→ **Given exercise**: Swap "marker" for "pin" everywhere in the records below, keeping every other character the same.

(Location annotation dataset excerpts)
◆ ◆ ◆ ◆ ◆ ◆ ◆
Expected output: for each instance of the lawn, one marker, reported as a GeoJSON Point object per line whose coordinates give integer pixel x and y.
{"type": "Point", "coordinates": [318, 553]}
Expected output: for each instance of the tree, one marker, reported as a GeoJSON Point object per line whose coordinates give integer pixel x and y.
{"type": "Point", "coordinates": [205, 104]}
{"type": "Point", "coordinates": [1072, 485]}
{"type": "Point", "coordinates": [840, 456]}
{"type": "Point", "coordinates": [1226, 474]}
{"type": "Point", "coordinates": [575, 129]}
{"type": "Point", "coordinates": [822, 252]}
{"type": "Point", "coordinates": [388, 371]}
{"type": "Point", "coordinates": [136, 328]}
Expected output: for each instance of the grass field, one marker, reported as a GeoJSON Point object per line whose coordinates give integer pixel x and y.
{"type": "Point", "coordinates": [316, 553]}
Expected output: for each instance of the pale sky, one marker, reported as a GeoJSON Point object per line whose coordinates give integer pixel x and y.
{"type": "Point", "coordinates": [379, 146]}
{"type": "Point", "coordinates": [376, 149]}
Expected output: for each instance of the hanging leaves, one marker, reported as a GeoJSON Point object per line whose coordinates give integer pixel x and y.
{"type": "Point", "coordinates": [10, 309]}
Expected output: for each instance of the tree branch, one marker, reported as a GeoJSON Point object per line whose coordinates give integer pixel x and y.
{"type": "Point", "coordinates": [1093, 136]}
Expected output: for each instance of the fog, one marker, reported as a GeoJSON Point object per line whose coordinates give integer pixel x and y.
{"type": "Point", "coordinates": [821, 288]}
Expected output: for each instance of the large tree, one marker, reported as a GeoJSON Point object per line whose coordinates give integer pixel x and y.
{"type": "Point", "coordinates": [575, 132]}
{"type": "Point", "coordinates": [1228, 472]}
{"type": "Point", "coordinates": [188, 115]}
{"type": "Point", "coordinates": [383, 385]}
◆ ◆ ◆ ◆ ◆ ◆ ◆
→ **The output**:
Expected output: for each instance of the lawn, one pin, reported as a GeoJSON Point object per line whose coordinates give integer pixel x and y.
{"type": "Point", "coordinates": [318, 553]}
Expected output: for each instance of the tree, one pin, reported as a GeoJSON Point object per line whose coordinates give integer pixel x and y.
{"type": "Point", "coordinates": [205, 104]}
{"type": "Point", "coordinates": [1072, 485]}
{"type": "Point", "coordinates": [840, 456]}
{"type": "Point", "coordinates": [1226, 474]}
{"type": "Point", "coordinates": [575, 129]}
{"type": "Point", "coordinates": [822, 252]}
{"type": "Point", "coordinates": [388, 371]}
{"type": "Point", "coordinates": [136, 328]}
Expected output: for each instance of the grass field, one pin, reported as a GeoJSON Point object per line whose coordinates give integer pixel x and y.
{"type": "Point", "coordinates": [316, 553]}
Expected output: for each instance of the pale sky, one pin, reported as a GeoJSON Point object per line whose coordinates give integer pixel x and y.
{"type": "Point", "coordinates": [379, 146]}
{"type": "Point", "coordinates": [376, 149]}
Expected output: for each instance of the hanging leaves, one pin, reported as a GeoJSON Point object per line whose coordinates give integer pixel x and y.
{"type": "Point", "coordinates": [10, 309]}
Expected output: for each instance of the tree branch, one pin, reported as a GeoJSON Point object per line whose coordinates give integer pixel x and y.
{"type": "Point", "coordinates": [1093, 136]}
Expected output: for each instance of the fog, one pin, reported as a GeoJSON Point object per line whose coordinates give integer pixel x and y.
{"type": "Point", "coordinates": [821, 288]}
Expected output: for each instance of the large tree, one pin, reported as a GeoJSON Point object per line whose coordinates give integer pixel x and y.
{"type": "Point", "coordinates": [575, 132]}
{"type": "Point", "coordinates": [1228, 472]}
{"type": "Point", "coordinates": [188, 115]}
{"type": "Point", "coordinates": [383, 385]}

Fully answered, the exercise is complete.